Passage
--- Begin ---

In his fascinating book on these experiments, Homo Sovieticus, Wladimir Velminski reveals a world of hypnotic state broadcasts, telekinetic radios and a laboratory known as the Aurathron, set up to practise mind control on dogs – not dissimilar to Musk’s experiments on monkeys and pigs. The book documents the peculiar mysticism that took hold of the Soviet state as the economy collapsed under the weight of its own contradictions.The strangest of these experiments took place just after the fall of the Berlin Wall. To calm the panicked populace, the Politburo beamed the celebrity psychic Anatoly Kashpirovsky into the nation’s living-rooms. Few viewers – if any – were actually hypnotised by the broadcast, but many complained of poor mental health in the years that followed.

It’s reasonable to wonder whether similar problems might hamper Neuralink. Musk has repeatedly overestimated his ability to deliver on his visions for the future, missing production targets he sets for himself at Tesla, and manufacturing a high number of vehicles with serious defects. The Boring Company, which aims to ‘solve the problem of soul-destroying traffic’ by blasting pods full of commuters around underground tunnels, has been repeatedly set back by engineering and urban planning problems. Musk says he remains ‘highly confident’ that SpaceX will take humans to Mars by 2026, though the grounds for his confidence are mysterious. Undeterred by his growing list of failures, credulous pundits repeat Musk’s lofty speculations as though they were already reality.

--- End ---

Reproduce the whole passage on Soviet mind-control experiments and Musk's ventures word for word.

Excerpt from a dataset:

--- Begin ---

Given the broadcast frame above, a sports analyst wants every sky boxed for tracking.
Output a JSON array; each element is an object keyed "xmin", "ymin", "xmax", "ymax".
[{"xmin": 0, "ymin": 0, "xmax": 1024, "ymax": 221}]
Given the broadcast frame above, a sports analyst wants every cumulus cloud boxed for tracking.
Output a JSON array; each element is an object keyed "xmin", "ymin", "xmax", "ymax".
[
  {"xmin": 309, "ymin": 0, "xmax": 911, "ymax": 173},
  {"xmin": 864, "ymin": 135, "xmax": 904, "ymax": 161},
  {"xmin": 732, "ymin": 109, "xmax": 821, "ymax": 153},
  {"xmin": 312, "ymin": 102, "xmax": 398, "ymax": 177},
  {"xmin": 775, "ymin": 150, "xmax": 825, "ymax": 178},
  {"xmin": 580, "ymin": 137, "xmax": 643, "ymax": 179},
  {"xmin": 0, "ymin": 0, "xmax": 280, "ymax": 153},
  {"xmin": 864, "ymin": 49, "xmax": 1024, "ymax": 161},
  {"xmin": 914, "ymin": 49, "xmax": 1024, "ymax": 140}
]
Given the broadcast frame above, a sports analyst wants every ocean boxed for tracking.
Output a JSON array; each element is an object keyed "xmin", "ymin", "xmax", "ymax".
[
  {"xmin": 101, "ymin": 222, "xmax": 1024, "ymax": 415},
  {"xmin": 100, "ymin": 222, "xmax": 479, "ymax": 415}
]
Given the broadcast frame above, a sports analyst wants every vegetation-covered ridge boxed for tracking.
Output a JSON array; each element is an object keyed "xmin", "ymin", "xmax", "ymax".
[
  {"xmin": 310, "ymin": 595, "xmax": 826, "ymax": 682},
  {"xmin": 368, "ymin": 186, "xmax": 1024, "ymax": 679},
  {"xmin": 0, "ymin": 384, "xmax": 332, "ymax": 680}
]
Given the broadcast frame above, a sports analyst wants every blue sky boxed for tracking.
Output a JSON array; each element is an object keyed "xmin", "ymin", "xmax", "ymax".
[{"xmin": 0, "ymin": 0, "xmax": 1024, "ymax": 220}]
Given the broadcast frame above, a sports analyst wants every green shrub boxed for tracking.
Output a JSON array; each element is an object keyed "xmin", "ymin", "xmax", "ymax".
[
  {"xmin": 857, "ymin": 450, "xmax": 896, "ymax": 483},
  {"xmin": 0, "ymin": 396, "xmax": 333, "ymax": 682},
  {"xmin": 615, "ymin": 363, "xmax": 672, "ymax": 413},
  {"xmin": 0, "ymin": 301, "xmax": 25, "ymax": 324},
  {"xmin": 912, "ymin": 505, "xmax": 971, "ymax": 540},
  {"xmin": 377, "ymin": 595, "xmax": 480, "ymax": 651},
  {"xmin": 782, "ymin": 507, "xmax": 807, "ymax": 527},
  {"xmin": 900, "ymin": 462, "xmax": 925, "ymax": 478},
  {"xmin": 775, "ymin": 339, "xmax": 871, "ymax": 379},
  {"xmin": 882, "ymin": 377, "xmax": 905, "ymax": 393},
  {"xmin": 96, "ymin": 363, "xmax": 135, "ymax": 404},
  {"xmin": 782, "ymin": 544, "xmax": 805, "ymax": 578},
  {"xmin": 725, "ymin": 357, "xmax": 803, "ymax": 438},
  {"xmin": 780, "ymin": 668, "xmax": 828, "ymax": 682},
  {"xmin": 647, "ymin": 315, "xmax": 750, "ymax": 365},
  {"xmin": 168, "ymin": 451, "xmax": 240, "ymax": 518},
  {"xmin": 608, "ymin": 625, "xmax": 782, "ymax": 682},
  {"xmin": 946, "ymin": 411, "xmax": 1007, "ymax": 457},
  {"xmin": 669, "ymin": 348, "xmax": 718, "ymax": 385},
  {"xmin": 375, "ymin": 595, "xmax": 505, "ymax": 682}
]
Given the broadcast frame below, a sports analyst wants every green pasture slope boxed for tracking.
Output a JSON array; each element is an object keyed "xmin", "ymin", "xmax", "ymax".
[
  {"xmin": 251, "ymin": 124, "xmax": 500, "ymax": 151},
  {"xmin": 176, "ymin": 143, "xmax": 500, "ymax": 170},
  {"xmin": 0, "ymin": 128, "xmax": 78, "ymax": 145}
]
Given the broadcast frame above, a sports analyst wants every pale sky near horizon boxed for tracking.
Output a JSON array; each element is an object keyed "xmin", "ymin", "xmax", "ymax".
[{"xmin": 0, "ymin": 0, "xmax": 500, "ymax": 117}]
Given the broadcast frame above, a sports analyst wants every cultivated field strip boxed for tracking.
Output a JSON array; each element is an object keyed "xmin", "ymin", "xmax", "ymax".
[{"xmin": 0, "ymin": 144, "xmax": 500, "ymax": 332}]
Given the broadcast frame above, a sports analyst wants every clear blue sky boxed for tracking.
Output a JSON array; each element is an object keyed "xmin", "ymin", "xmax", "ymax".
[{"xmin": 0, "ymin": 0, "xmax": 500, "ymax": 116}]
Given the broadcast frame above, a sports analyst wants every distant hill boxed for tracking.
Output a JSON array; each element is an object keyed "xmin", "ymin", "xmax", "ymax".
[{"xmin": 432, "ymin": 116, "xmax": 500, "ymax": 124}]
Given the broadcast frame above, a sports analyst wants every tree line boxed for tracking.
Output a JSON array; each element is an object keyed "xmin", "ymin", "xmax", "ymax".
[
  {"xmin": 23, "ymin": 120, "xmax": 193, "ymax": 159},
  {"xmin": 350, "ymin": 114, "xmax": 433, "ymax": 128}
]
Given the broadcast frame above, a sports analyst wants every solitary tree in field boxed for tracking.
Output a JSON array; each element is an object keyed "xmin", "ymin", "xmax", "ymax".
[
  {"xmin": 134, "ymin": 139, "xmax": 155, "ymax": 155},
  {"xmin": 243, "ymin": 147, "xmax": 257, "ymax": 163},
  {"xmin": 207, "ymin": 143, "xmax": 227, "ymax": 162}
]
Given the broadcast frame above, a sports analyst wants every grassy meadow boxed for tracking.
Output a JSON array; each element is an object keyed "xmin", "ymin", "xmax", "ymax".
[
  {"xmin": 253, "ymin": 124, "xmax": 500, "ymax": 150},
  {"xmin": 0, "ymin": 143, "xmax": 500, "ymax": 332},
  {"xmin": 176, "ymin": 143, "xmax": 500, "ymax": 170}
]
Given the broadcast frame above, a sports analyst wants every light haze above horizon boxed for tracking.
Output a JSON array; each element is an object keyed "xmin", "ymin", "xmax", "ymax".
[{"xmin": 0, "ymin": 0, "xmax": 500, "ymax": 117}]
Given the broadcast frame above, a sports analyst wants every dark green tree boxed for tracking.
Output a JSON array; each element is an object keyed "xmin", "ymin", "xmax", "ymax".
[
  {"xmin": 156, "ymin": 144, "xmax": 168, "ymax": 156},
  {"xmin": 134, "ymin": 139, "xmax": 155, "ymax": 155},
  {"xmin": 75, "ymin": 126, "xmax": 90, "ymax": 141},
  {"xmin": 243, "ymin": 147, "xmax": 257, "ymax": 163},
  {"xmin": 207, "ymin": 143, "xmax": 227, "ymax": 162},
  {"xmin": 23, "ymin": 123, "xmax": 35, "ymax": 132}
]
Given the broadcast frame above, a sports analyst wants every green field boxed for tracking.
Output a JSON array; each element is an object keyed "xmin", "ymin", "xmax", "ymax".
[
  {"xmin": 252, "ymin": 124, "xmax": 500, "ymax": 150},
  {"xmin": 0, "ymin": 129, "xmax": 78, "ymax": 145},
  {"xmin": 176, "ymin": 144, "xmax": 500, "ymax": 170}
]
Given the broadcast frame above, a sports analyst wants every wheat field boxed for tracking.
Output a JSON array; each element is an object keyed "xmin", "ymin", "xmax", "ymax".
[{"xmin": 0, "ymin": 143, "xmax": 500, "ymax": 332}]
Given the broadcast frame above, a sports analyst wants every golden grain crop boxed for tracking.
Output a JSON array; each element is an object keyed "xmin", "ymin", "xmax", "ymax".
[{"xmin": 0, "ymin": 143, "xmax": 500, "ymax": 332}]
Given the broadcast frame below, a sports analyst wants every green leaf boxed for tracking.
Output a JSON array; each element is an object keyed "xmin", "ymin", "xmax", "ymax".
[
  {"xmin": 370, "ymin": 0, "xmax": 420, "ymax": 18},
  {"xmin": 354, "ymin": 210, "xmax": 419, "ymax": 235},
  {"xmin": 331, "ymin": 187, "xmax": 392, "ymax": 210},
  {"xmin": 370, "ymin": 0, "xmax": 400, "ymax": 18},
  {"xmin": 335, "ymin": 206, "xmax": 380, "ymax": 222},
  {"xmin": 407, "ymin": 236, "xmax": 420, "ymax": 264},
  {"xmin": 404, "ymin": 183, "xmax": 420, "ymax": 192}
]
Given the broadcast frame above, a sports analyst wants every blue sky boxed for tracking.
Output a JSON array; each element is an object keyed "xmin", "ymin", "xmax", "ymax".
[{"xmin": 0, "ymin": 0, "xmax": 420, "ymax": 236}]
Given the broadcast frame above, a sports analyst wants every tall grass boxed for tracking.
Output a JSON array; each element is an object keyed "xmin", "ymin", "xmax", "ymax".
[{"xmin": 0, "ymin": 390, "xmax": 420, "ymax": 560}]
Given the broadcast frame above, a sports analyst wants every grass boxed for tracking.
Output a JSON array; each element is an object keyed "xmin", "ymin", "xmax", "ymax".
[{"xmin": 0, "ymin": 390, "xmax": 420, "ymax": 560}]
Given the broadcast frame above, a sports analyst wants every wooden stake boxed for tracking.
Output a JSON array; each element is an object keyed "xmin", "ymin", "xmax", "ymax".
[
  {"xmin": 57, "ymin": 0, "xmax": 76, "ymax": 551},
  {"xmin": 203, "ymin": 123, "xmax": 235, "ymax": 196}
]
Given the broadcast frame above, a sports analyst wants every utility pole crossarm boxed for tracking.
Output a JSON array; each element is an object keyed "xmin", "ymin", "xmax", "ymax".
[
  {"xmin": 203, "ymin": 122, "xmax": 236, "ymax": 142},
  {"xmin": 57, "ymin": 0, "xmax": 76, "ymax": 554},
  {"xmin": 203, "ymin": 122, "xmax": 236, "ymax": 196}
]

--- End ---

Completed exercise
In his fascinating book on these experiments, Homo Sovieticus, Wladimir Velminski reveals a world of hypnotic state broadcasts, telekinetic radios and a laboratory known as the Aurathron, set up to practise mind control on dogs – not dissimilar to Musk’s experiments on monkeys and pigs. The book documents the peculiar mysticism that took hold of the Soviet state as the economy collapsed under the weight of its own contradictions.The strangest of these experiments took place just after the fall of the Berlin Wall. To calm the panicked populace, the Politburo beamed the celebrity psychic Anatoly Kashpirovsky into the nation’s living-rooms. Few viewers – if any – were actually hypnotised by the broadcast, but many complained of poor mental health in the years that followed.

It’s reasonable to wonder whether similar problems might hamper Neuralink. Musk has repeatedly overestimated his ability to deliver on his visions for the future, missing production targets he sets for himself at Tesla, and manufacturing a high number of vehicles with serious defects. The Boring Company, which aims to ‘solve the problem of soul-destroying traffic’ by blasting pods full of commuters around underground tunnels, has been repeatedly set back by engineering and urban planning problems. Musk says he remains ‘highly confident’ that SpaceX will take humans to Mars by 2026, though the grounds for his confidence are mysterious. Undeterred by his growing list of failures, credulous pundits repeat Musk’s lofty speculations as though they were already reality.